→ **EXTRACTED TEXT**
= = = = =

Classification

Observations often come in natural groups, or "classes". For example :

 

In a data table, the class to which the observation belongs appears as a nominal variable, whose modalities are the names of the class. An observation in the table is said to be labeled by the name of the class to which it belongs. For example, this is a (grossly simplified) fragment of the historical customer data base of Consumer Loan company. Each customer is described by a series of attributes (or features, or variables). The last column tells whether the customer payed back his or her loan without incident. It is the class label column, and we have here only two classes (a quite common situation) :

 

 

Gender

Revenue

Mar.Status

Loan ($)

OK ?

M

50K

Single

5K

Y

F

45K

Married

7K

Y

M

63K

Divorced

4K

N

...

...

...

...

...

 

Later, new observations will be collected, whose class labels are missing. For example, a new applicant for a loan will fill out forms that will translate into :

 

Gender

Revenue

Mar.Status

Loan

OK ?

M

52K

Married

6K

???

 

 

 

Classification is the action of predicting to which class the new, unlabeled observation actually belongs or, equivalently, what is the value of the (unobserved) modality of the class variable. In the above example, classification addresses the following question : "Should we grant the loan to this new applicant, will the loan be paid back without incident ?".

The values of the observed attributes of this new observation will be plugged into a classification model, or classifier, that will deliver a prediction of the class membership of the observation. This classifier is a set of equations or logical rules built from the available labeled data (the design or learning set).

 

So a classifier is a predictive model. Like all predictive models, it plays two roles :

  1. Perform the actual prediction. For this purpose, it considers that the set of attributes retained to build the classifier (the predictors) implicitely contains the information needed to reconstruct the variable to be predicted (here, the class label). It then extracts from this mass of (mostly irrelevant) information this particular fraction that pertains to class label.
  2. Shed some light on the structure of the data, and more particularly to which predictors are particularly important for a successful prediction. In the above example, the loan company would be particularly interested to identify a small set of attributes (among the hundreds of possible measurable attributes) that are particularly effective in predicting the outcome of the pay-back process.

---------------------

 

In addition to the general difficulties of Data Modeling (), Classification encounters at least two difficulties of its own:

  1. Classes usually overlap.
  2. Classes may have arbitrarily complex shapes in the space of predictors.

 

Lets get over these two points in more details.

 

Class overlap

        Classes (not just the available data) usually overlap. What this means is that two observations (either already labeled or not labeled yet) with identical values of their predictors might very well belong to different classes. For example, two customers may have identical measured profiles (gender, age, revenue, annual milage etc...), but one has bought car model A, while the other one has bought car model B.

= = = = =

→ **RECORDS SHOWN**

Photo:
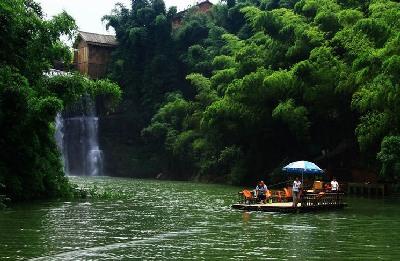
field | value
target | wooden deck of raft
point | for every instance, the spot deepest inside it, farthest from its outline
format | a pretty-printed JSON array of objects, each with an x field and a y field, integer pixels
[{"x": 309, "y": 203}]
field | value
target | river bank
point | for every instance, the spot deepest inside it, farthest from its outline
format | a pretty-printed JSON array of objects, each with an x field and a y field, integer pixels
[{"x": 169, "y": 220}]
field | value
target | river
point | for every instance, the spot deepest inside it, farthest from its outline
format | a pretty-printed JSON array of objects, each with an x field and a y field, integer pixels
[{"x": 188, "y": 221}]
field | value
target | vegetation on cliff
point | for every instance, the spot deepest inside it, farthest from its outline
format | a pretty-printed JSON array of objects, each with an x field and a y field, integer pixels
[
  {"x": 30, "y": 163},
  {"x": 236, "y": 92}
]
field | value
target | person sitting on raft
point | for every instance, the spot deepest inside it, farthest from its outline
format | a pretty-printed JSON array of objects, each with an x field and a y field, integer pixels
[{"x": 261, "y": 192}]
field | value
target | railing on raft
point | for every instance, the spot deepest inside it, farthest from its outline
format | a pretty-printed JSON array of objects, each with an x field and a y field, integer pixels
[{"x": 322, "y": 198}]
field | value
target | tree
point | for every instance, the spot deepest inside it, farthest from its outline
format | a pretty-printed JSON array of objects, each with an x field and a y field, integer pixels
[{"x": 30, "y": 164}]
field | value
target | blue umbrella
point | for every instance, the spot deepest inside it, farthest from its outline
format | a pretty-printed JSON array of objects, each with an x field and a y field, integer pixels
[{"x": 303, "y": 167}]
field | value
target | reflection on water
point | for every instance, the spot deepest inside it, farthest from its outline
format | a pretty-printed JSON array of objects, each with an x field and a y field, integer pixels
[{"x": 170, "y": 220}]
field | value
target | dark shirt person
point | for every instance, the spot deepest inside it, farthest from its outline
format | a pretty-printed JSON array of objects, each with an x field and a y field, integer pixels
[{"x": 261, "y": 191}]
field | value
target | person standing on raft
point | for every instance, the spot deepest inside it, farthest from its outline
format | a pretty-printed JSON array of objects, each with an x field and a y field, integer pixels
[
  {"x": 296, "y": 191},
  {"x": 261, "y": 192}
]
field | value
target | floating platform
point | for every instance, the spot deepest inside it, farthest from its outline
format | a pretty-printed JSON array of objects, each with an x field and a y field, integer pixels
[
  {"x": 286, "y": 207},
  {"x": 309, "y": 202}
]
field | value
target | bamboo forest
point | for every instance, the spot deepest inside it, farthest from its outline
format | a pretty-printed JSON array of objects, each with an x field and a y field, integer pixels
[{"x": 200, "y": 130}]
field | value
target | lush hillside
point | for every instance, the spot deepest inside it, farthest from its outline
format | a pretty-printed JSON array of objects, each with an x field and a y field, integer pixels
[
  {"x": 235, "y": 93},
  {"x": 30, "y": 163}
]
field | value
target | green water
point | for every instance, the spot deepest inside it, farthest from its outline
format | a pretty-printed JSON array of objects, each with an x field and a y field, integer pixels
[{"x": 177, "y": 220}]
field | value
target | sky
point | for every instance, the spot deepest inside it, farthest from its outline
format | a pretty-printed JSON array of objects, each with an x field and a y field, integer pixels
[{"x": 88, "y": 13}]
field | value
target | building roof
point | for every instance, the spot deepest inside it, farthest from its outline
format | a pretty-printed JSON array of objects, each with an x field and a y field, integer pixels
[
  {"x": 98, "y": 39},
  {"x": 199, "y": 4}
]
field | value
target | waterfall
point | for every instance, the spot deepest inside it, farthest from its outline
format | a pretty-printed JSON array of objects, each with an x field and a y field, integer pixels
[{"x": 77, "y": 138}]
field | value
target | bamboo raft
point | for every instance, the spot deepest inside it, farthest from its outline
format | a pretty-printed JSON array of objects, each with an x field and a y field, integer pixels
[{"x": 309, "y": 202}]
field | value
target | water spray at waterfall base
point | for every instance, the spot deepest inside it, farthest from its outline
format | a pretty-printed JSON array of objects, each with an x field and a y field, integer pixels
[{"x": 77, "y": 138}]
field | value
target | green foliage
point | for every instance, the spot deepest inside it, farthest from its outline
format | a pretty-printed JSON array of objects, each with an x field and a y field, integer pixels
[
  {"x": 389, "y": 156},
  {"x": 30, "y": 164},
  {"x": 260, "y": 82}
]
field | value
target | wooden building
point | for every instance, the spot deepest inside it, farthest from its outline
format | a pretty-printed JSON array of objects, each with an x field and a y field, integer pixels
[
  {"x": 201, "y": 6},
  {"x": 93, "y": 53}
]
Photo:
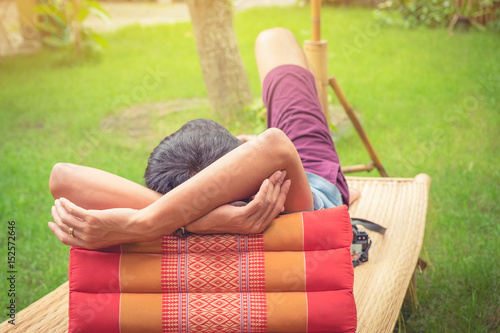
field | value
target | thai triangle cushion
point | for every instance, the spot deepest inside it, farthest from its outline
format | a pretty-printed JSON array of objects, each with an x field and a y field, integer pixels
[{"x": 296, "y": 276}]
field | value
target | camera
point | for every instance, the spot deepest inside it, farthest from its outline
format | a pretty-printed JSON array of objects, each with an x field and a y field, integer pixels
[{"x": 360, "y": 242}]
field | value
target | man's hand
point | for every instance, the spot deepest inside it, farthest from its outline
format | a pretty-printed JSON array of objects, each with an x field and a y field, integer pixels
[
  {"x": 251, "y": 218},
  {"x": 94, "y": 229}
]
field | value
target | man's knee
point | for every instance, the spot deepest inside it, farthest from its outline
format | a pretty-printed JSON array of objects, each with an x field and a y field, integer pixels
[
  {"x": 270, "y": 36},
  {"x": 58, "y": 177}
]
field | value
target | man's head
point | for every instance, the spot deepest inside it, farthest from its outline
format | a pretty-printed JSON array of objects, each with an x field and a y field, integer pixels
[{"x": 183, "y": 154}]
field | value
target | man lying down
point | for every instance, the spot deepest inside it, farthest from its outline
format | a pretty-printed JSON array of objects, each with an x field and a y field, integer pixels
[{"x": 195, "y": 173}]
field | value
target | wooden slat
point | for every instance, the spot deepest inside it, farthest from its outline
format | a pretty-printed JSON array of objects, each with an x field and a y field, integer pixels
[
  {"x": 48, "y": 314},
  {"x": 380, "y": 285},
  {"x": 399, "y": 204}
]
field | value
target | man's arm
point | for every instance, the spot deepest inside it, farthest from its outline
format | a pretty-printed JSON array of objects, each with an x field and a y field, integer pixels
[{"x": 235, "y": 176}]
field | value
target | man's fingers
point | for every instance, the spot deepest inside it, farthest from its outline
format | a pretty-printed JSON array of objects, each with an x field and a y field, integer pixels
[
  {"x": 63, "y": 218},
  {"x": 64, "y": 236},
  {"x": 277, "y": 177},
  {"x": 73, "y": 209}
]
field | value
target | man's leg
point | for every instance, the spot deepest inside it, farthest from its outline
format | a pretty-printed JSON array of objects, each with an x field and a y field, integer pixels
[
  {"x": 91, "y": 188},
  {"x": 290, "y": 95},
  {"x": 276, "y": 47}
]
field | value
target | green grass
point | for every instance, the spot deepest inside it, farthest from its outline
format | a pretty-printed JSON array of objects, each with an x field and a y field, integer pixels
[{"x": 429, "y": 102}]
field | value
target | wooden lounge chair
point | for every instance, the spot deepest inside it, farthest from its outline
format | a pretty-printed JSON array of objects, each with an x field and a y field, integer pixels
[{"x": 380, "y": 285}]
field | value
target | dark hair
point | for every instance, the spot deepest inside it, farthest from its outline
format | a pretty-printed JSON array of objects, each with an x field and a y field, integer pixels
[{"x": 178, "y": 157}]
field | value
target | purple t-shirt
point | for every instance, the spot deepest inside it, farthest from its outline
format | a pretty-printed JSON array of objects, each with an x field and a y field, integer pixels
[{"x": 289, "y": 93}]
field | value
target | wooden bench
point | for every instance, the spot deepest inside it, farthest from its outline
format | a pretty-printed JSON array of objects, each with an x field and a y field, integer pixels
[{"x": 380, "y": 285}]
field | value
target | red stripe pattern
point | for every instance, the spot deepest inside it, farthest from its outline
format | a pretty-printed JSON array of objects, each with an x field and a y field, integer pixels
[{"x": 220, "y": 264}]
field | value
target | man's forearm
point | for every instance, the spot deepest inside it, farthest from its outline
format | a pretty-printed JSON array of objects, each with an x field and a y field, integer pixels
[{"x": 235, "y": 176}]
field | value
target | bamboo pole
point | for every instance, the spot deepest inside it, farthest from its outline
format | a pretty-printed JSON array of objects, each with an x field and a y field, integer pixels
[
  {"x": 316, "y": 20},
  {"x": 316, "y": 51},
  {"x": 357, "y": 125}
]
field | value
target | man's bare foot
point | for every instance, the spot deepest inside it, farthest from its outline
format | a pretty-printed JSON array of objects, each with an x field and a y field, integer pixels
[
  {"x": 354, "y": 195},
  {"x": 245, "y": 137}
]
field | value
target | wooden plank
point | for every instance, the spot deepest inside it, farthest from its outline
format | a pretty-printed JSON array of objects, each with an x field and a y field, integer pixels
[
  {"x": 380, "y": 284},
  {"x": 399, "y": 204}
]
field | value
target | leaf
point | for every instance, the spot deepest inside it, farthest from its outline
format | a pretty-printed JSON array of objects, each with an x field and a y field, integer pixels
[
  {"x": 97, "y": 10},
  {"x": 82, "y": 14},
  {"x": 47, "y": 27},
  {"x": 99, "y": 14},
  {"x": 53, "y": 41},
  {"x": 99, "y": 40}
]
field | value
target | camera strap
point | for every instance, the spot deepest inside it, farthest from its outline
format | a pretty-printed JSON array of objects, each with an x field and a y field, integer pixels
[{"x": 368, "y": 225}]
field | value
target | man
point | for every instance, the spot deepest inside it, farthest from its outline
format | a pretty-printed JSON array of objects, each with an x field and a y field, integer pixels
[{"x": 281, "y": 157}]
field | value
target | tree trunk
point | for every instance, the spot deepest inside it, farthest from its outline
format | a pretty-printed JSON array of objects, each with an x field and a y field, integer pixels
[{"x": 223, "y": 71}]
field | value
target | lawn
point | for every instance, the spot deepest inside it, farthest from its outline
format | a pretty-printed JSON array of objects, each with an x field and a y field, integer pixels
[{"x": 429, "y": 102}]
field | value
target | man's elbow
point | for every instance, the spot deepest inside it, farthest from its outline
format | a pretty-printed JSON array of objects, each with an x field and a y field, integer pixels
[{"x": 282, "y": 148}]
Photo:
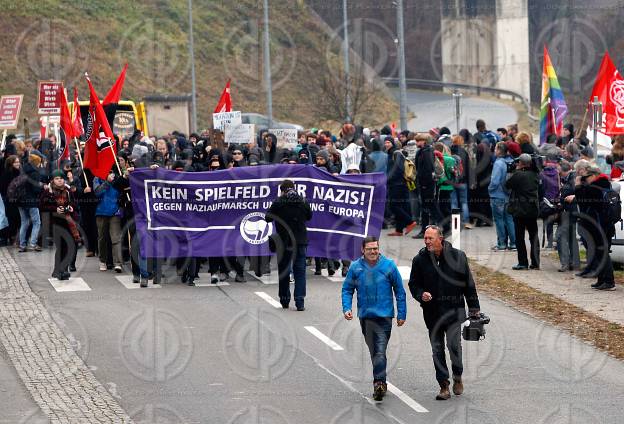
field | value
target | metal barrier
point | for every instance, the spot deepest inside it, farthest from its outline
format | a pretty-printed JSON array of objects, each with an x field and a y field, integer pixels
[{"x": 415, "y": 82}]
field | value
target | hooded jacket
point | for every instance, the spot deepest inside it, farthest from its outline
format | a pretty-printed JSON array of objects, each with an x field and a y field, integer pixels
[{"x": 376, "y": 287}]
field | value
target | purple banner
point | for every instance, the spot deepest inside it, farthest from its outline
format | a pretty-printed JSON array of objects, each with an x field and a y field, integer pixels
[{"x": 221, "y": 213}]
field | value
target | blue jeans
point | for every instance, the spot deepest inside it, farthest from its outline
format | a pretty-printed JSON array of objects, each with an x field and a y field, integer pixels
[
  {"x": 295, "y": 255},
  {"x": 376, "y": 333},
  {"x": 504, "y": 223},
  {"x": 28, "y": 215},
  {"x": 459, "y": 198}
]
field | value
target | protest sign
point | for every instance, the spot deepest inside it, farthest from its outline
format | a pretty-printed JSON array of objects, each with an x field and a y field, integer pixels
[
  {"x": 49, "y": 100},
  {"x": 286, "y": 138},
  {"x": 239, "y": 134},
  {"x": 221, "y": 213},
  {"x": 9, "y": 111},
  {"x": 219, "y": 120}
]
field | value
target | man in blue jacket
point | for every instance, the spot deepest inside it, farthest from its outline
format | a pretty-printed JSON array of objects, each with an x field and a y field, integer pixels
[
  {"x": 377, "y": 281},
  {"x": 499, "y": 198}
]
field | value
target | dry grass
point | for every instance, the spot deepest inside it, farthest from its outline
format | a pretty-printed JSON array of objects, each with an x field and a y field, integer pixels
[{"x": 603, "y": 334}]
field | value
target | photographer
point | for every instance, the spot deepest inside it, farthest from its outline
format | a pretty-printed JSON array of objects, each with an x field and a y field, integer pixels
[
  {"x": 591, "y": 185},
  {"x": 441, "y": 281},
  {"x": 524, "y": 207}
]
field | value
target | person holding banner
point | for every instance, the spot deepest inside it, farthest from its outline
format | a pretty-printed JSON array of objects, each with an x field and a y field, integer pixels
[{"x": 290, "y": 212}]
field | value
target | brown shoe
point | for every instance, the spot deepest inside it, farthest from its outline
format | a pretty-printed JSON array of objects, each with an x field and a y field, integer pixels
[
  {"x": 458, "y": 386},
  {"x": 444, "y": 394}
]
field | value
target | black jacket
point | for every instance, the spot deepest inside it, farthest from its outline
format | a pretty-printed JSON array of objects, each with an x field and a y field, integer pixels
[
  {"x": 290, "y": 213},
  {"x": 425, "y": 167},
  {"x": 524, "y": 196},
  {"x": 592, "y": 207},
  {"x": 449, "y": 282},
  {"x": 32, "y": 188}
]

= = = = =

→ **WHAT TO DO**
(1) Reproduce the passage of the classification text between "Classification is the" and "or learning set).", inclusive.
(2) In the classification text, which two difficulties specific to classification are identified?

→ **ANSWERS TO THE TASKS**
(1)
Classification is the action of predicting to which class the new, unlabeled observation actually belongs or, equivalently, what is the value of the (unobserved) modality of the class variable. In the above example, classification addresses the following question : "Should we grant the loan to this new applicant, will the loan be paid back without incident ?".

The values of the observed attributes of this new observation will be plugged into a classification model, or classifier, that will deliver a prediction of the class membership of the observation. This classifier is a set of equations or logical rules built from the available labeled data (the design or learning set).

(2) Classes usually overlap, and classes may have arbitrarily complex shapes in the space of predictors.